= Beginning of Section =
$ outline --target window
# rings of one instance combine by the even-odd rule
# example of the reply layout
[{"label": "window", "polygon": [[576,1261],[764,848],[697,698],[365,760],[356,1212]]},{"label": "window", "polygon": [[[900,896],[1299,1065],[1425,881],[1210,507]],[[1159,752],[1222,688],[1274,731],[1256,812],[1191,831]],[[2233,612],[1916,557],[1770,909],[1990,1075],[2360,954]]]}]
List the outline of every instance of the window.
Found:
= End of Section =
> **Task statement**
Would you write out the whole listing word for word?

> **Exercise result**
$ outline --target window
# rings of one instance combine by the even-odd rule
# example of the reply layout
[{"label": "window", "polygon": [[576,1261],[764,848],[697,698],[365,760],[356,1212]]},{"label": "window", "polygon": [[[900,896],[1299,1065],[1425,881],[1210,507]],[[1159,752],[1222,688],[1274,731],[1256,812],[1191,831]],[[2233,612],[1916,557],[1770,909],[1990,1075],[2360,954]]]}]
List the outline of every instance of the window.
Found:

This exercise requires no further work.